# Parameter Sweep Utilities Demonstration

This notebook demonstrates the comprehensive parameter sweep utilities for systematic exploration of the parameter space to identify optimal insurance configurations.

## Features Demonstrated
- Grid search across multiple parameter dimensions
- Parallel execution for efficient computation
- Result storage with HDF5/Parquet
- Optimal region identification
- Pre-defined scenario analysis
- Scenario comparison tools

Author: Alex Filiakov  
Date: 2025-08-29

In [None]:
# Import required libraries
import sys
from pathlib import Path
import warnings
warnings.filterwarnings('ignore')

# Add parent directory to path
sys.path.append(str(Path().absolute().parent))

import numpy as np
import pandas as pd
import matplotlib.pyplot as plt
import seaborn as sns
from tqdm.notebook import tqdm

# Import our modules
from src.parameter_sweep import ParameterSweeper, SweepConfig
from src.business_optimizer import BusinessOptimizer, BusinessConstraints
from src.manufacturer import WidgetManufacturer
from src.visualization import create_figure

# Set plotting style
plt.style.use('seaborn-v0_8-darkgrid')
sns.set_palette('husl')
%matplotlib inline

## 1. Basic Parameter Sweep

Let's start with a simple parameter sweep across company sizes and operating margins.

In [None]:
# Create a basic manufacturer
base_manufacturer = WidgetManufacturer(
    assets=10e6,
    working_capital=2e6,
    fixed_costs=800000,
    unit_price=100,
    unit_cost=70,
    production_capacity=100000,
    asset_turnover=1.0,
    operating_margin=0.08,
    tax_rate=0.25
)

# Create optimizer
optimizer = BusinessOptimizer(base_manufacturer)

# Initialize sweeper
sweeper = ParameterSweeper(
    optimizer=optimizer,
    cache_dir="./cache/parameter_sweeps",
    use_parallel=True
)

print("ParameterSweeper initialized successfully!")

In [None]:
# Define a simple parameter sweep
simple_config = SweepConfig(
    parameters={
        "initial_assets": [1e6, 5e6, 10e6, 20e6],
        "operating_margin": [0.05, 0.08, 0.10, 0.12],
        "asset_turnover": [0.8, 1.0, 1.2]
    },
    fixed_params={
        "time_horizon": 10,
        "n_simulations": 1000,  # Reduced for demo
        "max_risk_tolerance": 0.01,
        "min_roe_threshold": 0.10
    },
    n_workers=4,
    batch_size=10
)

# Estimate runtime
runtime_estimate = simple_config.estimate_runtime(seconds_per_run=2.0)

= Problem requirements =
Please state the number of workers set in the simple sweep configuration of the parameter sweep notebook.

= Items =
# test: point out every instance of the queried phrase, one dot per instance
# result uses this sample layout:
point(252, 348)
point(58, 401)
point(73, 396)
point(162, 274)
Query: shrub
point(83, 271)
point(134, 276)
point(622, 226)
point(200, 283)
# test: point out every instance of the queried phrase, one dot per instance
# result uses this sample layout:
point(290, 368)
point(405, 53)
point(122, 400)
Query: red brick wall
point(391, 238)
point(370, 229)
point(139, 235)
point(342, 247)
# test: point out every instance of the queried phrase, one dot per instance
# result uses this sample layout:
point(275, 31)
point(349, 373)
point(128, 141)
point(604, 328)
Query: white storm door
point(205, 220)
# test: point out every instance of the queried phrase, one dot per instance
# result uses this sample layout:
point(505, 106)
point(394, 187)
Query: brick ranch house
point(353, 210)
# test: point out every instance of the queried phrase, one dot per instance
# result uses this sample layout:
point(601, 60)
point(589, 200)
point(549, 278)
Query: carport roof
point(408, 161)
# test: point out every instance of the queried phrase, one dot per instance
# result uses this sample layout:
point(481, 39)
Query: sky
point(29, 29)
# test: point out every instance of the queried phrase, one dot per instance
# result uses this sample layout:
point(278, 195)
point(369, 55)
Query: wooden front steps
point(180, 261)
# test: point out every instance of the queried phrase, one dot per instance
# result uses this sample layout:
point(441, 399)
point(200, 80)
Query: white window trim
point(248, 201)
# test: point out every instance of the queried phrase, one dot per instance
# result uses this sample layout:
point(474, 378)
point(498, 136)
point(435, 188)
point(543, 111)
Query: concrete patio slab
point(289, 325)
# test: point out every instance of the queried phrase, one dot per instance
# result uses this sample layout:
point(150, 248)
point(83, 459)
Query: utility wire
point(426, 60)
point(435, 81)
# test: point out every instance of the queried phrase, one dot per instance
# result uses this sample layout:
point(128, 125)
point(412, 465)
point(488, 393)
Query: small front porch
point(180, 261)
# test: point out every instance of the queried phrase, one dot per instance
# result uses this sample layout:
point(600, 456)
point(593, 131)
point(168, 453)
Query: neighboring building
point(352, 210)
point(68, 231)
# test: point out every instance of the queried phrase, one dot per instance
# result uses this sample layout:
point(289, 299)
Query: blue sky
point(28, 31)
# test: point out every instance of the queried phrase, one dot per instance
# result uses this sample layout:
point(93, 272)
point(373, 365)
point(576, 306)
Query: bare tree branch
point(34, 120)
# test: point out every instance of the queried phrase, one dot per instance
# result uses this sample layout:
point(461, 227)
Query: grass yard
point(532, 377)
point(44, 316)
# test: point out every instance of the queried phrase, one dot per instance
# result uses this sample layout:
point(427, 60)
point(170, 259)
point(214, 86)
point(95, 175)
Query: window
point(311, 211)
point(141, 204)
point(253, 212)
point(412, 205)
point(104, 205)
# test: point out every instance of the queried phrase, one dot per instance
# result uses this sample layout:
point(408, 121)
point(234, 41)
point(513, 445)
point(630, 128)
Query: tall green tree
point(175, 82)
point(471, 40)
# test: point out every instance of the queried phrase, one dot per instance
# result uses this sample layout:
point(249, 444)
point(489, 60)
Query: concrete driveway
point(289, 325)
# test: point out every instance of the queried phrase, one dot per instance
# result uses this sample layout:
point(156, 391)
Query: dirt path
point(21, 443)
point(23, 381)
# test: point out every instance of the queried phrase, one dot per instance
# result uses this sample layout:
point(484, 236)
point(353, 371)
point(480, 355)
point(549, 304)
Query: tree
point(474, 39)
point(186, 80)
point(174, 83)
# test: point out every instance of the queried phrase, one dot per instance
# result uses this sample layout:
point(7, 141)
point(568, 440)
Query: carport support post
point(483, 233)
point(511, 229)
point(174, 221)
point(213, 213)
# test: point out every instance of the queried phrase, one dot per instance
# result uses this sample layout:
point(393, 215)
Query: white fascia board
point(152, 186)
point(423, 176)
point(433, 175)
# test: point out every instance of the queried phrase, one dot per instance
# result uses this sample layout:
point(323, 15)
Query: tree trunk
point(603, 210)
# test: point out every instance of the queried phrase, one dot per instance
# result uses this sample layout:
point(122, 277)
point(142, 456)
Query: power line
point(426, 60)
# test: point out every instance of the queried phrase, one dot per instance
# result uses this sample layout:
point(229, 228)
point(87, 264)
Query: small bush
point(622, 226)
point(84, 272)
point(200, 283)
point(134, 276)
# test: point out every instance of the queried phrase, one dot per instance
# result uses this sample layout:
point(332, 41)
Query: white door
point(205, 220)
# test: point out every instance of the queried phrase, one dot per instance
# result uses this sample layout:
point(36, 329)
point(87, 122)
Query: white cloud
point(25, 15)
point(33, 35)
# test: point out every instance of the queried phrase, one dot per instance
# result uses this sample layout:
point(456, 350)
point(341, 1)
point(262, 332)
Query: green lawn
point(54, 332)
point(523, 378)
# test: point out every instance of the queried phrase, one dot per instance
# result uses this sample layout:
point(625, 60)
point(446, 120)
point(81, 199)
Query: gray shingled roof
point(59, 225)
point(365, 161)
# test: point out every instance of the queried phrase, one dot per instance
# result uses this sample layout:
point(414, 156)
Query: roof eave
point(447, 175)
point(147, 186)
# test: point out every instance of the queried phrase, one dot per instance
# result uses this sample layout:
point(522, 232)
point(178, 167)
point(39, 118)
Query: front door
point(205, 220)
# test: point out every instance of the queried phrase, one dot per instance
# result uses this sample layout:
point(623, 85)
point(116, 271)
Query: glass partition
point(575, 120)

= Written solution =
Four workers (n_workers=4).